Given instruction: Extract every line of the records below and reproduce each one verbatim, without changing any character.

+++++

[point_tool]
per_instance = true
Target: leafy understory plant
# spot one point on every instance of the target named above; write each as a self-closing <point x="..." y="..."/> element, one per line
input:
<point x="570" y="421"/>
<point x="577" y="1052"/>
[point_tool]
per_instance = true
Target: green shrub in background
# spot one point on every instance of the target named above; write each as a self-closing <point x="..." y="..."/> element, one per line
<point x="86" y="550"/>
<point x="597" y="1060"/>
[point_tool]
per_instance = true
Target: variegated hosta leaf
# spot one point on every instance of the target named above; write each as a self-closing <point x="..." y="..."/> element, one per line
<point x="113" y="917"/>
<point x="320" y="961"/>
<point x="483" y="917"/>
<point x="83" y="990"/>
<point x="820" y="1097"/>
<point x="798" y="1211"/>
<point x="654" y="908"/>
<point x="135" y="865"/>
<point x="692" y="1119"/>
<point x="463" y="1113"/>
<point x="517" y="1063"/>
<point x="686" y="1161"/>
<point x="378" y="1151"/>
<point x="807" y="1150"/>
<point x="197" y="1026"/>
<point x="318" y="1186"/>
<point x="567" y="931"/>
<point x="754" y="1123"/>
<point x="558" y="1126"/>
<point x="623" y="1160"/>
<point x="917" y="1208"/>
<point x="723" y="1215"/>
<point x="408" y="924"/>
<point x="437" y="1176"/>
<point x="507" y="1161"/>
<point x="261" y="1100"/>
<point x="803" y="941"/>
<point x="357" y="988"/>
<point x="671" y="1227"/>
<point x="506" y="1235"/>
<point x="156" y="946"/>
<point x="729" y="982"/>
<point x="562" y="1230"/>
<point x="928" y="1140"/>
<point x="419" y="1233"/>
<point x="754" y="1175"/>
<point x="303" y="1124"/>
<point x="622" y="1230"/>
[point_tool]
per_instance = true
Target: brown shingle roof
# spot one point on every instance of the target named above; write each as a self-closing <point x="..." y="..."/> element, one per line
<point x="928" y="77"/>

+++++

Answer for this exercise:
[point_tool]
per_instance = true
Target: leafy understory plant
# spot one point on every instance of the target named above; write each as a self-closing <point x="..." y="..."/> element, one per line
input:
<point x="570" y="421"/>
<point x="577" y="1052"/>
[point_tool]
per_instance = true
Target: green shrub in background
# spot one point on every instance of the target named above; write each as a self-closing <point x="..." y="..."/> element, one per line
<point x="86" y="550"/>
<point x="597" y="1060"/>
[point_tool]
per_instance = true
Target: variegated hosta leaf
# spot one point on every instance of the target named above; write each as a self-closing <point x="..." y="..."/> element, one per line
<point x="113" y="917"/>
<point x="320" y="961"/>
<point x="483" y="917"/>
<point x="83" y="990"/>
<point x="820" y="1097"/>
<point x="798" y="1211"/>
<point x="654" y="908"/>
<point x="135" y="865"/>
<point x="692" y="1119"/>
<point x="463" y="1113"/>
<point x="517" y="1063"/>
<point x="686" y="1161"/>
<point x="378" y="1151"/>
<point x="807" y="1150"/>
<point x="197" y="1026"/>
<point x="318" y="1186"/>
<point x="567" y="931"/>
<point x="754" y="1123"/>
<point x="558" y="1126"/>
<point x="623" y="1160"/>
<point x="917" y="1208"/>
<point x="723" y="1215"/>
<point x="408" y="924"/>
<point x="437" y="1176"/>
<point x="507" y="1161"/>
<point x="261" y="1100"/>
<point x="803" y="941"/>
<point x="357" y="988"/>
<point x="671" y="1227"/>
<point x="506" y="1235"/>
<point x="156" y="946"/>
<point x="729" y="982"/>
<point x="562" y="1230"/>
<point x="928" y="1140"/>
<point x="419" y="1233"/>
<point x="754" y="1175"/>
<point x="303" y="1124"/>
<point x="622" y="1230"/>
[point_tool]
per_instance = true
Target: brown shingle roof
# spot one point on every instance of the target named above; write each as a self-closing <point x="..." y="..."/> element, one per line
<point x="928" y="77"/>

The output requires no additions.